[Saved entries]

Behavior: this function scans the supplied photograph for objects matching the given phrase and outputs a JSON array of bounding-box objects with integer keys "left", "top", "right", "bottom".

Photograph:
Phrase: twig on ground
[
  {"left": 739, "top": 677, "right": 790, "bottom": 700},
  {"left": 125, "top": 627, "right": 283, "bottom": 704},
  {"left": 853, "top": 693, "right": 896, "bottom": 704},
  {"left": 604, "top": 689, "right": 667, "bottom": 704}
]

▶ _Work required_: Retype all of the entries. Keep each one exactly as written.

▶ _Written response_:
Behavior: this function scans the supplied photograph for objects matching the given phrase and outputs a JSON array of bounding-box objects with integer keys "left", "top", "right", "bottom".

Photograph:
Phrase: twig on ground
[
  {"left": 739, "top": 677, "right": 790, "bottom": 700},
  {"left": 125, "top": 627, "right": 283, "bottom": 704},
  {"left": 853, "top": 693, "right": 896, "bottom": 704},
  {"left": 604, "top": 689, "right": 667, "bottom": 704}
]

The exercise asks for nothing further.